Begin with the line that contains "# trace the outline of every instance of the parked" and transcribe each line after it, up to and including the last line of the listing below.

MATERIAL FOR THIS EXERCISE –
################
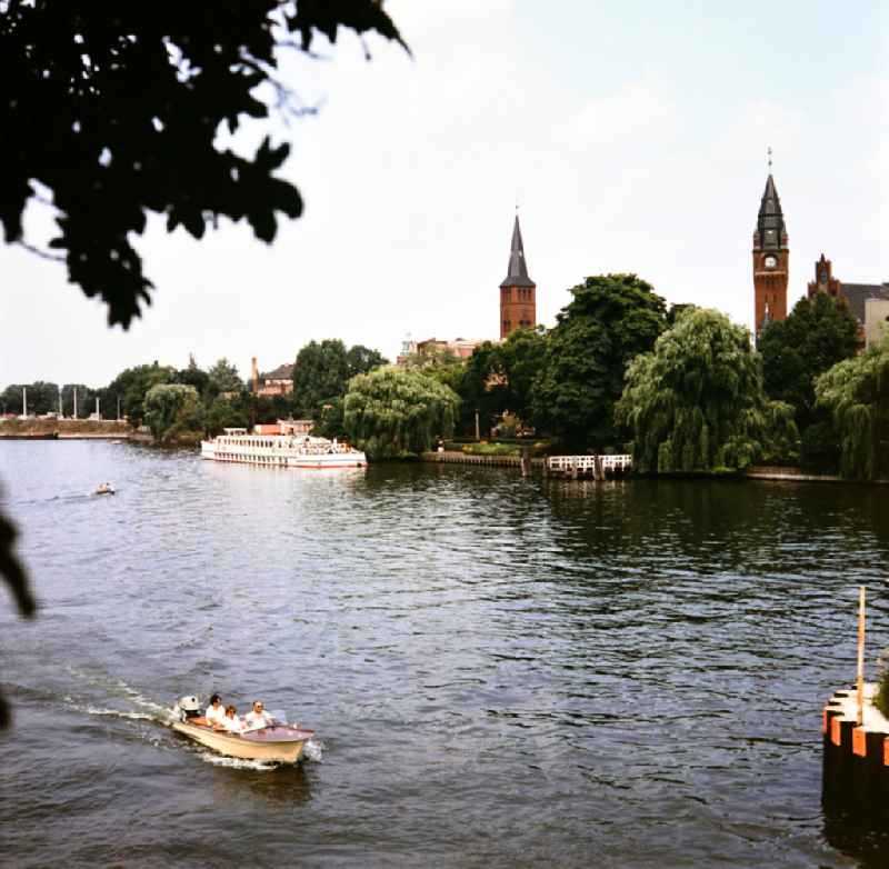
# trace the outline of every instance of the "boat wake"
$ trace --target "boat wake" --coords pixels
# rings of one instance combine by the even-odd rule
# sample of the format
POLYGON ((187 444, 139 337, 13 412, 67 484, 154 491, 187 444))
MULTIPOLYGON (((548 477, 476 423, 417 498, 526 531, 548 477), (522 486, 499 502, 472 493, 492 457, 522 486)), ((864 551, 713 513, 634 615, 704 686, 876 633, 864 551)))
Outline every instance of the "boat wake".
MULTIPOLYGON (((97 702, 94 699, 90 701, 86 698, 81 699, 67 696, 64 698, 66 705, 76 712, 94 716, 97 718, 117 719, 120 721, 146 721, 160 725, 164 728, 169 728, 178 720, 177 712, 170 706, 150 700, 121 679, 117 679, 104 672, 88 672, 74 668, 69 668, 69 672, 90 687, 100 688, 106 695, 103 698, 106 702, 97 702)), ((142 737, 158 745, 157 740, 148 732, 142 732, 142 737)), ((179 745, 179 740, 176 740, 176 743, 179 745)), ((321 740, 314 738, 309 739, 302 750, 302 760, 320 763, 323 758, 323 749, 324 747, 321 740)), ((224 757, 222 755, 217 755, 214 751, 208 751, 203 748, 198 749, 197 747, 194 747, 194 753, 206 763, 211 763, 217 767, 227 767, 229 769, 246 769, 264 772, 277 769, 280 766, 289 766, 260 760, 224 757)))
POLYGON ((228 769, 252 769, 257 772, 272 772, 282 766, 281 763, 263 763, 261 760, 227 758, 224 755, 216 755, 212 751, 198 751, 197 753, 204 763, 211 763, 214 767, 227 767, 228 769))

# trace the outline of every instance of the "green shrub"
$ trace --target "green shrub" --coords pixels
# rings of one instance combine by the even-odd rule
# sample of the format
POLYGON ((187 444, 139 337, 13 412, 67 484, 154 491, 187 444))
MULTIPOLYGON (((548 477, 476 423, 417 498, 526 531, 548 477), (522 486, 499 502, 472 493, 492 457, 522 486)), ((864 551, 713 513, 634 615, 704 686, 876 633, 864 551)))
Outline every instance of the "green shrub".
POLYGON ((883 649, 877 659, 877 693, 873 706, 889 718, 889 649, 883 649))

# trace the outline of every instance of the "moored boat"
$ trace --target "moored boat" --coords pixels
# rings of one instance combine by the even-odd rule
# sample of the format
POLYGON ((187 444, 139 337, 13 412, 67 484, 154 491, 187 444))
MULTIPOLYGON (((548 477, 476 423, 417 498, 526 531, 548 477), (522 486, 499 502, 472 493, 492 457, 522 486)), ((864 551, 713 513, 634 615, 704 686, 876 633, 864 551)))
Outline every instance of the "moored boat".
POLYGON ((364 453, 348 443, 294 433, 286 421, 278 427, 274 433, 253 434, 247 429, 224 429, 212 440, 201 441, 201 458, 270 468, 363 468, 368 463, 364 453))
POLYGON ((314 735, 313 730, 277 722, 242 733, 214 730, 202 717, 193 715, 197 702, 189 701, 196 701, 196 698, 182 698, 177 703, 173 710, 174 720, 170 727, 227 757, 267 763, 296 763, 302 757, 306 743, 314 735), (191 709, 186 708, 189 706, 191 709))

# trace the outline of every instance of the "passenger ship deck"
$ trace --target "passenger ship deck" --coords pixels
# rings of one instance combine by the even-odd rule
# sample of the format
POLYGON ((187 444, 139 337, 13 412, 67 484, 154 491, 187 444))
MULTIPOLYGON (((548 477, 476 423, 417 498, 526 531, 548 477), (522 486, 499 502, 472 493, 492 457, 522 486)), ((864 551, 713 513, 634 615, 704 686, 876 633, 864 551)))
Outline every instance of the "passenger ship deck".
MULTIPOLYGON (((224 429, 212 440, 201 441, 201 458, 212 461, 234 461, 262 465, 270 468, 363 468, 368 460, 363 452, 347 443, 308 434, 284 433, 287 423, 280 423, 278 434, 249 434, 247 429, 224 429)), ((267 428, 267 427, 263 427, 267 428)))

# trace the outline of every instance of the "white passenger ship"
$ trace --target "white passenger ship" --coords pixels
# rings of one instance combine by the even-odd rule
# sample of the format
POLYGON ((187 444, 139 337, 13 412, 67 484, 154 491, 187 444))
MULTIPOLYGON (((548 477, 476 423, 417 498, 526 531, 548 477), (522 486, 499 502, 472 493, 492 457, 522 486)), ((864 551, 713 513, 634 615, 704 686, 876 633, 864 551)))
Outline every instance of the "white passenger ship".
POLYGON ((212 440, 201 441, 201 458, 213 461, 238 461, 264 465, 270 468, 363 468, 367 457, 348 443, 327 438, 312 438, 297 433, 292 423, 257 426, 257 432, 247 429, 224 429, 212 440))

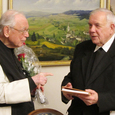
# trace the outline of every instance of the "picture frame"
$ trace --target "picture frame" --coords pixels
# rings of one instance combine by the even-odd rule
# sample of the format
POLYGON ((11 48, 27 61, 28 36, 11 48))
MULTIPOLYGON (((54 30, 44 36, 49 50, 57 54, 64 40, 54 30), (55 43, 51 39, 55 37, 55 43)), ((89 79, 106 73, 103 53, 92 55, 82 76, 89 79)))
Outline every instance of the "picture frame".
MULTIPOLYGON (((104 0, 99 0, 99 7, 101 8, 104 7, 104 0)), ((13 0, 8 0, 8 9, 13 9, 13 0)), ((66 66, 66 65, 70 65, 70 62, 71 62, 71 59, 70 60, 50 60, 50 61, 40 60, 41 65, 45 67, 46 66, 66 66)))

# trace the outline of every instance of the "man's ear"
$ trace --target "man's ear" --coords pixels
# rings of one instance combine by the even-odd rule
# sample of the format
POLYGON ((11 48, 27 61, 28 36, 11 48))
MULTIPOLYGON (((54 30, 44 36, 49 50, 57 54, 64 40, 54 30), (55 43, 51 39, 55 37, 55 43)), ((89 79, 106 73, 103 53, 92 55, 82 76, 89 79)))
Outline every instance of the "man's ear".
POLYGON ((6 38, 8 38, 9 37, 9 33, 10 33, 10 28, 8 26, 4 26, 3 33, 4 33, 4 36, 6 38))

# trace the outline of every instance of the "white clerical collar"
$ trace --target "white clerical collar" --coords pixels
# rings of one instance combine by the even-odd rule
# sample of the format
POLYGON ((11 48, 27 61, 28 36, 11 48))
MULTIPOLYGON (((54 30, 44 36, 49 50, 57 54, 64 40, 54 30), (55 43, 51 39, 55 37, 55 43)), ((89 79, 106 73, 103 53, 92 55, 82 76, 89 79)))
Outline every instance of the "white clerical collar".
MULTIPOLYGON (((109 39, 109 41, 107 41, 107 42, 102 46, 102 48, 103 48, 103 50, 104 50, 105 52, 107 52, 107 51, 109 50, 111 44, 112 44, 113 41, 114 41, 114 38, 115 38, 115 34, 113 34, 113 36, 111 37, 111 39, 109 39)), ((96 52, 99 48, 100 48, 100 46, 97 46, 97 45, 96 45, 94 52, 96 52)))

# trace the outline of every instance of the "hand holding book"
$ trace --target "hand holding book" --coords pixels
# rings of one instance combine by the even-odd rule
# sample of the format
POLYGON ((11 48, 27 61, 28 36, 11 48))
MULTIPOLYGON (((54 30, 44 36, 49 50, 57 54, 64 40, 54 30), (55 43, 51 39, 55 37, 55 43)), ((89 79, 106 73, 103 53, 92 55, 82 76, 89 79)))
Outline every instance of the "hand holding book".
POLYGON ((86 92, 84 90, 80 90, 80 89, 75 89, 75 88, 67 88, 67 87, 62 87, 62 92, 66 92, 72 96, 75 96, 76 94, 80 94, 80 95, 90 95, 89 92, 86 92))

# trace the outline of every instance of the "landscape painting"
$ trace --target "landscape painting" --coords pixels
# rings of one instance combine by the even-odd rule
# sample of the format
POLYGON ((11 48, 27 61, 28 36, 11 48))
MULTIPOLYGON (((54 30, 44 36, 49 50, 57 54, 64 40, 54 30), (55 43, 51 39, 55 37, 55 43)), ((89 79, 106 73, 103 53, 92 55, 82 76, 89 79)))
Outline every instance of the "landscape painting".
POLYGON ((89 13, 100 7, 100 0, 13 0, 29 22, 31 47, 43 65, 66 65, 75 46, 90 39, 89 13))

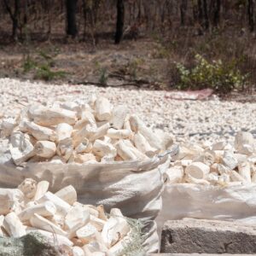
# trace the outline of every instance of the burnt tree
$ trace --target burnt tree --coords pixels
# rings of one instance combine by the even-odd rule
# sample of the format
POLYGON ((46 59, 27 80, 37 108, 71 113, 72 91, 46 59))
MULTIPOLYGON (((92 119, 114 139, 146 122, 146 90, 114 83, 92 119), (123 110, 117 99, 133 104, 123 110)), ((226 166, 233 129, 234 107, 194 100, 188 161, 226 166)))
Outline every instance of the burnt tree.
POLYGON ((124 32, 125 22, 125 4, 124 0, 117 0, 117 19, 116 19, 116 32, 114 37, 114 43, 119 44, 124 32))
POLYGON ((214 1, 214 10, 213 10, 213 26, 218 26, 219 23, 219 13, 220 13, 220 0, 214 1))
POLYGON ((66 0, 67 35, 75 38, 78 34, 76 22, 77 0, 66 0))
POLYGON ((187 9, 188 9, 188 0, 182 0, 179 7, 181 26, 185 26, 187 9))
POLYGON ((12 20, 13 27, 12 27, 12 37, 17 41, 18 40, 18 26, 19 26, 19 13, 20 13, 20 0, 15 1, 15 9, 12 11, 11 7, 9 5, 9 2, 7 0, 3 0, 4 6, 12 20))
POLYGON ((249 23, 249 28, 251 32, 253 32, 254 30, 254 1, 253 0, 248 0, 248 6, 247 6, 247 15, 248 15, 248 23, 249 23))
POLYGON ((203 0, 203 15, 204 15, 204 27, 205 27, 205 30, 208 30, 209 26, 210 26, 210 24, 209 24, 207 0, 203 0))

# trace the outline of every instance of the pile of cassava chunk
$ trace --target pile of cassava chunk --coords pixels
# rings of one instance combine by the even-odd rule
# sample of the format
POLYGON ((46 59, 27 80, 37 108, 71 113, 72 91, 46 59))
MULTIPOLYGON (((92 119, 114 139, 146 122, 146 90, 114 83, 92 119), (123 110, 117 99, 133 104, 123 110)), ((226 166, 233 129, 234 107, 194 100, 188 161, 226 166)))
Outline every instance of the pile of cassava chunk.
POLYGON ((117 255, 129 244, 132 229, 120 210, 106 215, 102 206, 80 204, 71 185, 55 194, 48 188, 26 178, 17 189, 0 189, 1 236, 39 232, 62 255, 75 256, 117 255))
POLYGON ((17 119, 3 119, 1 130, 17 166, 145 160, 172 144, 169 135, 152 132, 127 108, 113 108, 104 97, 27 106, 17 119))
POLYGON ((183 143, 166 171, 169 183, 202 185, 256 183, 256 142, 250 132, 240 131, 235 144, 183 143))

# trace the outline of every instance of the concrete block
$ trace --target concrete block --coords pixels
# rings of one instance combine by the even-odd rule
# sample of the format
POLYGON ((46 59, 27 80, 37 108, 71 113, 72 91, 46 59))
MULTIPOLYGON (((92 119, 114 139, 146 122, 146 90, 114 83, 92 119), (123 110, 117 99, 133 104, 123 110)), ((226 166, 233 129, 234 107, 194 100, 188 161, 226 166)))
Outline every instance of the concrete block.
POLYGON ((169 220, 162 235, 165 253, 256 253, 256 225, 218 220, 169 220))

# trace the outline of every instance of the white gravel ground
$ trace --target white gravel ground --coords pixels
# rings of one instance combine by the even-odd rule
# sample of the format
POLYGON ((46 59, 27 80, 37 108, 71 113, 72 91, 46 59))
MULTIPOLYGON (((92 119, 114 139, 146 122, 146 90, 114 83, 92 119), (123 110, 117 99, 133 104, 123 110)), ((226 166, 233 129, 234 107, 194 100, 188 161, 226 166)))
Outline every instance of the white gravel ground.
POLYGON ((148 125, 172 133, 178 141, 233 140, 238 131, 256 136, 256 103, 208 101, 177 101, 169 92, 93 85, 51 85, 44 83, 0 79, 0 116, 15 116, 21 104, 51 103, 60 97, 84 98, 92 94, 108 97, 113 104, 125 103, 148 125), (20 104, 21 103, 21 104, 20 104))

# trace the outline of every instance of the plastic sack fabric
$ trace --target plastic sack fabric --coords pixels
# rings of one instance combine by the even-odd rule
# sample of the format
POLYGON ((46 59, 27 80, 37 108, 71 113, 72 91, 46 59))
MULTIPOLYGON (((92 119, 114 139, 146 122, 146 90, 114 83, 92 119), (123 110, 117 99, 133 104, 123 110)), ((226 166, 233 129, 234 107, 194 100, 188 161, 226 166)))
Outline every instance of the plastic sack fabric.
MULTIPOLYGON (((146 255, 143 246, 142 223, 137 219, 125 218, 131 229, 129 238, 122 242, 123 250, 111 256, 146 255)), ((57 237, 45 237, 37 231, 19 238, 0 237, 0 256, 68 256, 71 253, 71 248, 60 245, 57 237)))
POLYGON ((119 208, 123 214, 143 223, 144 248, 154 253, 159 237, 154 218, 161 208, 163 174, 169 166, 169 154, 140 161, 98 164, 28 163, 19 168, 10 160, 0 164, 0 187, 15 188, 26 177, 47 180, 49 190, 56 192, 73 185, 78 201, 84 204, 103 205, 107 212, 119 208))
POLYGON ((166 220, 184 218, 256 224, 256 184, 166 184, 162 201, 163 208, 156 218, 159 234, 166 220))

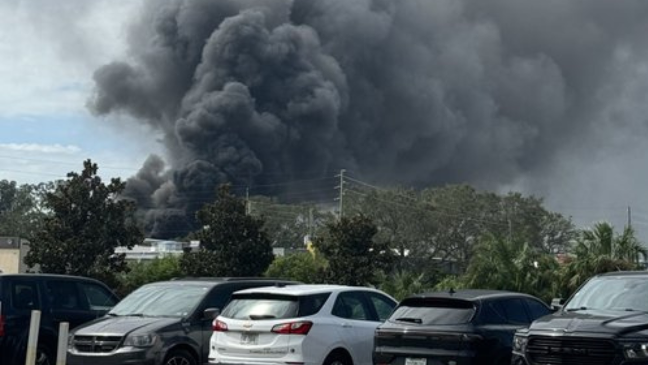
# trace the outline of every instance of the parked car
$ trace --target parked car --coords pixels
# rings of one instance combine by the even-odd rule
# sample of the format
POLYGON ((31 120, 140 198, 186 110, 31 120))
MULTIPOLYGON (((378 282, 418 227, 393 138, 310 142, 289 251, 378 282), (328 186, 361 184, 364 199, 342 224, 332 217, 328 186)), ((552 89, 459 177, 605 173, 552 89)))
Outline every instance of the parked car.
################
PROBLEM SOLUTION –
# trace the outline of every instance of the parked car
$ trace --target parked car --coords pixels
# rings of one instance combine by the even-odd rule
# sample of the format
POLYGON ((31 120, 140 198, 186 110, 31 120))
MULTIPOLYGON (((378 282, 418 227, 393 138, 310 142, 289 251, 378 282), (328 186, 361 184, 364 199, 342 224, 332 217, 328 186)), ((552 89, 459 177, 605 173, 552 89)))
Outline every instance of the parked car.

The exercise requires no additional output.